----- Dataset content

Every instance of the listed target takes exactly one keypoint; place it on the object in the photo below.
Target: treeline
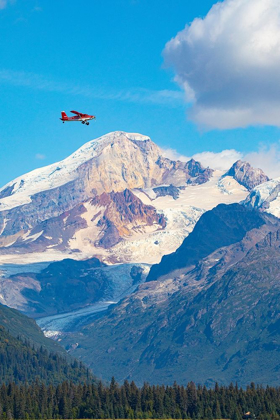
(21, 362)
(95, 400)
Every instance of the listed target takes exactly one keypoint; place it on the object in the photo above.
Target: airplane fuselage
(83, 118)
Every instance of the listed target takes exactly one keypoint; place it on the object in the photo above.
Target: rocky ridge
(246, 175)
(216, 317)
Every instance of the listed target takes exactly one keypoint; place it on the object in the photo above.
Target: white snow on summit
(59, 173)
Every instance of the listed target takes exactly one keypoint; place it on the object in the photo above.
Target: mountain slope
(220, 227)
(19, 325)
(246, 175)
(216, 320)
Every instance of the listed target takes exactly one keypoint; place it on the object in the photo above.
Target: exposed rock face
(219, 227)
(265, 197)
(246, 175)
(124, 212)
(69, 285)
(215, 321)
(167, 190)
(114, 162)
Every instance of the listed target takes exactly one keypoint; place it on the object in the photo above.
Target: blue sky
(106, 58)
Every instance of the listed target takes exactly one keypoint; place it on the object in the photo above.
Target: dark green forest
(22, 362)
(67, 400)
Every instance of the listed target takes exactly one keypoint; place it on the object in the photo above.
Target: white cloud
(228, 64)
(221, 160)
(267, 157)
(171, 98)
(174, 155)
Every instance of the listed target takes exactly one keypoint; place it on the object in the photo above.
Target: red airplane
(84, 118)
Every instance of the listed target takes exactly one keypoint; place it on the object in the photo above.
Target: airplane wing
(76, 112)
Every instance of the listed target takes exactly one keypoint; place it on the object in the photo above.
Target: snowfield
(59, 173)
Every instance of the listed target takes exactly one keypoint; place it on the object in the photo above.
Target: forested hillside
(127, 401)
(18, 324)
(21, 362)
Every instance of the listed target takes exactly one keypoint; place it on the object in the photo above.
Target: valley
(120, 262)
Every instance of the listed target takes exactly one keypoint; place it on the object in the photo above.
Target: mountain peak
(20, 190)
(246, 175)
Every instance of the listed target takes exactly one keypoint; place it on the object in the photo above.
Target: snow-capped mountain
(266, 197)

----------

What is expected – Write the listing above out again exactly, dropping each image.

Answer to this exercise –
Every instance of the listed target takes exactly one keypoint; place it on the object in the photo below.
Target: treeline
(21, 362)
(95, 400)
Every instance of the listed target takes exactly one keypoint; place it on the object in the photo above.
Target: airplane fuselage
(83, 118)
Every instance of the listed target takes exactly one keypoint; place it on the object in the photo above.
Target: rocky ridge
(246, 175)
(216, 317)
Every instance of the listed target takes exactly one keypoint; place it on the object in the photo above.
Target: white snow on summit
(59, 173)
Every instance of the listed target takes exactly one keypoint; place it on the object in the photo above.
Target: mountain slope
(220, 227)
(19, 325)
(246, 175)
(216, 320)
Every instance of the listed target takes exactly one keypoint; place it on the object in the photo above.
Target: exposed rock face
(219, 227)
(265, 197)
(246, 175)
(124, 212)
(69, 285)
(215, 321)
(167, 190)
(114, 162)
Every instance of the listed target takes exactly one keypoint; place it on the object in the photo above.
Target: blue sky
(106, 58)
Every instance of the listed target takes exactly one keypoint; place it on the object in the photo above.
Target: dark green forest
(22, 362)
(67, 400)
Every instance of the listed target takes exactly one keypoint; place it on the object in the photo above.
Target: white cloud
(228, 64)
(221, 160)
(267, 157)
(171, 98)
(174, 155)
Every instance of the listed target takes exactly one keypoint; place it on the object in the photo above.
Target: red airplane
(84, 118)
Every instance of the listed target takes exactly one keypoint; place it on the object in the photo above.
Target: airplane wing
(76, 112)
Every instance of the listed target takes exactly one keypoint; place it on the object in the photo above.
Target: snowfield
(59, 173)
Every instance of the listed target takes exactly one keypoint; place it on the object in the photo above.
Target: forested hillside
(127, 401)
(18, 324)
(21, 362)
Every instance of the listed target takes exactly one keypoint; place it on the object in the photo above.
Target: valley
(120, 262)
Every instance of the listed target takes exactly one keypoint; place it on the object in the photo above.
Target: mountain peak
(20, 190)
(246, 175)
Every instance of the listed target takes exactly one keypoint; place it on the object in the photo above.
Target: snow-capped mountain
(266, 197)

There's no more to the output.